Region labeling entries
%%
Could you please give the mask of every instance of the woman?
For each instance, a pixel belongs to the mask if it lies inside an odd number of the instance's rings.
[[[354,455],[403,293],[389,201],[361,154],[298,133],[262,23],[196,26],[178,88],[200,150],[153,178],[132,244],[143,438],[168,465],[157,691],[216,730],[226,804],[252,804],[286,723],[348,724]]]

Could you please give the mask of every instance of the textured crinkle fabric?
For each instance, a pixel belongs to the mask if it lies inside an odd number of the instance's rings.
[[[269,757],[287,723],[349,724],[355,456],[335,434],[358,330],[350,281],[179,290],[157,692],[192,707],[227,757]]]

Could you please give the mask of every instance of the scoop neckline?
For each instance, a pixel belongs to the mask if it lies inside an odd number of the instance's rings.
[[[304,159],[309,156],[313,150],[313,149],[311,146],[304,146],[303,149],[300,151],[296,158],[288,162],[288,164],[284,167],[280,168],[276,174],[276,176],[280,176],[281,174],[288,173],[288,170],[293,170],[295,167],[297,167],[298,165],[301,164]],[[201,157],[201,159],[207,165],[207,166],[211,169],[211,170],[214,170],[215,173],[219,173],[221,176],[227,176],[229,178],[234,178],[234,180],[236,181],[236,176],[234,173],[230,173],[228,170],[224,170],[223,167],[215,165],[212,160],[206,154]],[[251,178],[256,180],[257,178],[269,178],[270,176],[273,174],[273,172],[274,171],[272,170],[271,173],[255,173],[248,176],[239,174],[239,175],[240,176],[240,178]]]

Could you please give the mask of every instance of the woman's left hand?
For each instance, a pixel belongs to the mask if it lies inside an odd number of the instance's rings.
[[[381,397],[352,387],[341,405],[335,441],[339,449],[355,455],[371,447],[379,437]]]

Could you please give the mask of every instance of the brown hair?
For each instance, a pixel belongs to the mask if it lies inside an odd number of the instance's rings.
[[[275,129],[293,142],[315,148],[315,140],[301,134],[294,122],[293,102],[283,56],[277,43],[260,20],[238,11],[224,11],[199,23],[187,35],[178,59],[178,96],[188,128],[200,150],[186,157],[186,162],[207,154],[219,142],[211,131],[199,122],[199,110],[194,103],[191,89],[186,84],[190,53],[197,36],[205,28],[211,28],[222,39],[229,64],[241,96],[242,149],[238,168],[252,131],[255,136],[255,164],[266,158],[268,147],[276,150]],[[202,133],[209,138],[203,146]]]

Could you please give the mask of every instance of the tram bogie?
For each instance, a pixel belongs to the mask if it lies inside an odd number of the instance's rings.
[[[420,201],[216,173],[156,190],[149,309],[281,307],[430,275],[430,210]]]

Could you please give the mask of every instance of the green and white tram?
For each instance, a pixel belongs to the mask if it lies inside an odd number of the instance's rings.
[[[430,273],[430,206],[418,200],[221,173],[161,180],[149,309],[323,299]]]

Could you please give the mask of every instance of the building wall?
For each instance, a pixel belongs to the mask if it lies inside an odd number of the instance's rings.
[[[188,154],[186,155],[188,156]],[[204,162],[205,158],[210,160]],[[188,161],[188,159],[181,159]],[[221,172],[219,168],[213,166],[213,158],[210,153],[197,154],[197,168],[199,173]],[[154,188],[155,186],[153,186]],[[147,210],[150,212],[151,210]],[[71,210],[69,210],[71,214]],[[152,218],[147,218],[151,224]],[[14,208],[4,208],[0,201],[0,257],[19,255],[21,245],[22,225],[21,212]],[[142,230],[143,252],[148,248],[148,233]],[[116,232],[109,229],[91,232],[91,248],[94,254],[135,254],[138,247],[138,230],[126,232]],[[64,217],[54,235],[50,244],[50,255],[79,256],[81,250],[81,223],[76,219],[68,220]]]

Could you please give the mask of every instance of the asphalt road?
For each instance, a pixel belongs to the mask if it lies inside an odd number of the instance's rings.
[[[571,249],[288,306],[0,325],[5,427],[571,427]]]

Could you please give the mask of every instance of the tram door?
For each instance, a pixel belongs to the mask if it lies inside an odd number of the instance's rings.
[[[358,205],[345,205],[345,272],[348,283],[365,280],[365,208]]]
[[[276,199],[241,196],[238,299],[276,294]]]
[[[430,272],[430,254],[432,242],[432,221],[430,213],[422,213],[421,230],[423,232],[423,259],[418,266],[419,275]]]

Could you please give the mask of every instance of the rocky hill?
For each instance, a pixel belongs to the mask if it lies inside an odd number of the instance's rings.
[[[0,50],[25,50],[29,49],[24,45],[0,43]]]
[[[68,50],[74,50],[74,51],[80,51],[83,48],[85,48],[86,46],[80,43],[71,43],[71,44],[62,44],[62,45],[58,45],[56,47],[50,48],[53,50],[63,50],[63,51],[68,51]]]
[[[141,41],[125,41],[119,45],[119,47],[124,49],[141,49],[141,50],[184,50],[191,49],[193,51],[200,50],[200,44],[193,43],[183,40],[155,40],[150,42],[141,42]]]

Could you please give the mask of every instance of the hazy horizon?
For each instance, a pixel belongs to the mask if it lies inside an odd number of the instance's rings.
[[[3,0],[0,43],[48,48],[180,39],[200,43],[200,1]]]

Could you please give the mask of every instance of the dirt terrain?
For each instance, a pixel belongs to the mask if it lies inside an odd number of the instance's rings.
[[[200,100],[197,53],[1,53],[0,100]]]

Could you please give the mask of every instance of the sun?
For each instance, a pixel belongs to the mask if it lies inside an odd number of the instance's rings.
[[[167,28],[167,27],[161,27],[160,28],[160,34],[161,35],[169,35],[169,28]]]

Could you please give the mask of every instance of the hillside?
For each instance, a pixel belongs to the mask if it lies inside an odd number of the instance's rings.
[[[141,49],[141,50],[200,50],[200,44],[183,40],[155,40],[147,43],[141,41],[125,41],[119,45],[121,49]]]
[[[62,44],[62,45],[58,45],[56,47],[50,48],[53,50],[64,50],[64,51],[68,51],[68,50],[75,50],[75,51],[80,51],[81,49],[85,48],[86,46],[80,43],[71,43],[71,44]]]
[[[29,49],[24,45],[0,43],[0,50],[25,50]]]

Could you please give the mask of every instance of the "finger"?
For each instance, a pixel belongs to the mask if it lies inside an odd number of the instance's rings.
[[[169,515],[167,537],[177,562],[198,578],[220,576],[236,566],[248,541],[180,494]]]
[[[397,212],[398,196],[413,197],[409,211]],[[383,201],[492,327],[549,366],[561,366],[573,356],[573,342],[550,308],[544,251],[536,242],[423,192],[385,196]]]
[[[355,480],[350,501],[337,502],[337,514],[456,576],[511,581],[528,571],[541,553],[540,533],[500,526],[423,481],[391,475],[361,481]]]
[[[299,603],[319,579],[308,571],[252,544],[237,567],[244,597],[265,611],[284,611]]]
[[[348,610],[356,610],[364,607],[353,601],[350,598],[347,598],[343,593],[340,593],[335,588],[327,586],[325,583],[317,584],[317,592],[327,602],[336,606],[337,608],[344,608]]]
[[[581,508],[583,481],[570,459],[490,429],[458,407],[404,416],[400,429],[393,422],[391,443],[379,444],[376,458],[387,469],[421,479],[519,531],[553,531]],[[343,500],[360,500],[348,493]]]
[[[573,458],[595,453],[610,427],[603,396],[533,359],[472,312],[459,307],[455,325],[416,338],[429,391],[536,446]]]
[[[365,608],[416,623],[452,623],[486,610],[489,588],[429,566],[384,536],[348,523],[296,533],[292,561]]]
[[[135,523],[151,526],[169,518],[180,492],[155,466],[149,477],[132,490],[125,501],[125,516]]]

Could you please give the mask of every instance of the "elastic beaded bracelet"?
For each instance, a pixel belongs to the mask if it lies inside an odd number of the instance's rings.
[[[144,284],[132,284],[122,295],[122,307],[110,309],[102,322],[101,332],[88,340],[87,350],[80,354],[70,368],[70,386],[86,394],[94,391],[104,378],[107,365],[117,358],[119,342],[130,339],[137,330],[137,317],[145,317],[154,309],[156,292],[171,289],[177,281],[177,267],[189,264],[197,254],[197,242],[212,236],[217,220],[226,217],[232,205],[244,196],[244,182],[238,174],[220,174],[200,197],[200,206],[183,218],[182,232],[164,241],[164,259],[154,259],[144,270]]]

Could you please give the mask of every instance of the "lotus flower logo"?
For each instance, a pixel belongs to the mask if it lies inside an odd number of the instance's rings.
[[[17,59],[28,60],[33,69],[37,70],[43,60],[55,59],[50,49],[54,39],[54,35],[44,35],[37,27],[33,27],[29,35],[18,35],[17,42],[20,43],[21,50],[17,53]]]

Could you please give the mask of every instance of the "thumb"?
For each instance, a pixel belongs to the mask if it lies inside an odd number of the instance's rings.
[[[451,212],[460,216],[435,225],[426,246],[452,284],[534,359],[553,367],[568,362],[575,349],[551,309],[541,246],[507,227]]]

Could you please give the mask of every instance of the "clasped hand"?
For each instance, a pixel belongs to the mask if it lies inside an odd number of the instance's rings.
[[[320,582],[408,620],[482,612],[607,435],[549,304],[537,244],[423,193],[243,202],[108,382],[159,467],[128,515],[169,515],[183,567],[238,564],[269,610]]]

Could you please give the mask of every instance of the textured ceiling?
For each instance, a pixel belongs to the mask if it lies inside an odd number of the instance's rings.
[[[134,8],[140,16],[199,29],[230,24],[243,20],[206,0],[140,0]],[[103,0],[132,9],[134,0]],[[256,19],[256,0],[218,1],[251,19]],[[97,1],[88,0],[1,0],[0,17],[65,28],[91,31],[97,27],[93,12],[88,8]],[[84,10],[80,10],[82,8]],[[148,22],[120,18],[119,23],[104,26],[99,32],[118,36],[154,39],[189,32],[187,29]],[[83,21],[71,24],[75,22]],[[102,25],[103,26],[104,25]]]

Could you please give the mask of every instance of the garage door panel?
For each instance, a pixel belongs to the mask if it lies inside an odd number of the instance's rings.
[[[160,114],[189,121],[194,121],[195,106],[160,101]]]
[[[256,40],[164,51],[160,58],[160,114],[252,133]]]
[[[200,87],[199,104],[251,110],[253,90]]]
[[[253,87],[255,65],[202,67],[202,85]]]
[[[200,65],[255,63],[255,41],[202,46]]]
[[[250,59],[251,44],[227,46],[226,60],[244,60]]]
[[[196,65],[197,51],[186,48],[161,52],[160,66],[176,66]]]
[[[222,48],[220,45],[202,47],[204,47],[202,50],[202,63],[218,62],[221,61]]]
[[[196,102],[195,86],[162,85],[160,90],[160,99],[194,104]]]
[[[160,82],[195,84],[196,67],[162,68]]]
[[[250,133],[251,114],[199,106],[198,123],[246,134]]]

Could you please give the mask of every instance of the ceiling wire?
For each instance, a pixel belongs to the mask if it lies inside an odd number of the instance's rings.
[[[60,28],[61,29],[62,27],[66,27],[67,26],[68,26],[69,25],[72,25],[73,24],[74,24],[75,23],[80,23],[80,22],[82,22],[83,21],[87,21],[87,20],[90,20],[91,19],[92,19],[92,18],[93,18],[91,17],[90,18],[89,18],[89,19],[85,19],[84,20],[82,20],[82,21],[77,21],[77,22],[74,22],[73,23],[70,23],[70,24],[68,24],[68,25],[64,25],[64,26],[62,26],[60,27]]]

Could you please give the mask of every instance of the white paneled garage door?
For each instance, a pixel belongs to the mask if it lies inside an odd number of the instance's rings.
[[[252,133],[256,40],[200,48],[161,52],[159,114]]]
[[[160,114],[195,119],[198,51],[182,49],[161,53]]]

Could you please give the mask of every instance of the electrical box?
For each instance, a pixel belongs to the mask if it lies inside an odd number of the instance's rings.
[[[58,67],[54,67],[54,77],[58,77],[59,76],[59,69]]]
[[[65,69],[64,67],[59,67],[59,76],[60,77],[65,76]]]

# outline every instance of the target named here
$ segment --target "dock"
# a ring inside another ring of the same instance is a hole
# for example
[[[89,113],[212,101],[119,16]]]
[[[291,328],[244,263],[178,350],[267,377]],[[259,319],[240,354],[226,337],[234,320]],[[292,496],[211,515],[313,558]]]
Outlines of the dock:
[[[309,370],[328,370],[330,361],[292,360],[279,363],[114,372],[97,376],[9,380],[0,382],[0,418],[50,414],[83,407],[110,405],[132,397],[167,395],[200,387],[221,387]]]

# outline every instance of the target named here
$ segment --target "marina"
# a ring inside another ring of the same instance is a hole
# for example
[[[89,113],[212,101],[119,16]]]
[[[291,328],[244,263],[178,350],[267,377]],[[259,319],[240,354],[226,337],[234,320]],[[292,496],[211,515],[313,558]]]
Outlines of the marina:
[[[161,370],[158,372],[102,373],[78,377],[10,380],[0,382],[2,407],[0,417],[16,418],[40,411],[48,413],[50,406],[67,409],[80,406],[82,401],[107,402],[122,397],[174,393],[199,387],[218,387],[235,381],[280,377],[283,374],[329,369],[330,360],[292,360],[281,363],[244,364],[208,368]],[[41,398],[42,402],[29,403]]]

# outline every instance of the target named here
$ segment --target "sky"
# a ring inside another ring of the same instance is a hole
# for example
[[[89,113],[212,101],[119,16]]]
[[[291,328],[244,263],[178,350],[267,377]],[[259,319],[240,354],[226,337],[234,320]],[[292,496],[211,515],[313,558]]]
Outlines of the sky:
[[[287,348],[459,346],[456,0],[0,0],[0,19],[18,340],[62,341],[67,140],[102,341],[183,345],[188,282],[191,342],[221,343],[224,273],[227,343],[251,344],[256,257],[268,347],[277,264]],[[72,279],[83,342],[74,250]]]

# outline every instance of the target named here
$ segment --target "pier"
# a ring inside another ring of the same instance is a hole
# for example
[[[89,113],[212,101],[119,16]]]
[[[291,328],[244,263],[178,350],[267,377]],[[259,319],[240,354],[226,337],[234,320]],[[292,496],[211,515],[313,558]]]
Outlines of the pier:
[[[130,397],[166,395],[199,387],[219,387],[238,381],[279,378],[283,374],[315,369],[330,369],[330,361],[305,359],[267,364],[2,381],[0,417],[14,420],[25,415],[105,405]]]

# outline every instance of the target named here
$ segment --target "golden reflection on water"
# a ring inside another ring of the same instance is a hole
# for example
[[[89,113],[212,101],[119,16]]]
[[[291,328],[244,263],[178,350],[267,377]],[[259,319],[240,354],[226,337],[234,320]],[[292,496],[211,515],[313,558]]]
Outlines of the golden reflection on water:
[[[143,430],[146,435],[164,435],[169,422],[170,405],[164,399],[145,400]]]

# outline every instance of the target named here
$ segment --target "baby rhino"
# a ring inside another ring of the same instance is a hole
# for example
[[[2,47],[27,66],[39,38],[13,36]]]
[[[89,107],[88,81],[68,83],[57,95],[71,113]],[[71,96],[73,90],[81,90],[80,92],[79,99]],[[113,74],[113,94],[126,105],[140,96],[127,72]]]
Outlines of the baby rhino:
%%
What to produce – Rewrite the lines from the one containing "the tram door?" through the one containing "[[[358,205],[345,205],[345,272],[348,283],[365,280],[365,208]]]", inclusive, replacing "pixel" with "point" and leaving everything else unchanged.

Finished answer –
Could you please give the mask of every instance of the tram door?
For each instance, a point belongs to the mask if it lies inside an odd number of the instance's rings.
[[[358,205],[345,205],[345,272],[348,283],[365,280],[365,208]]]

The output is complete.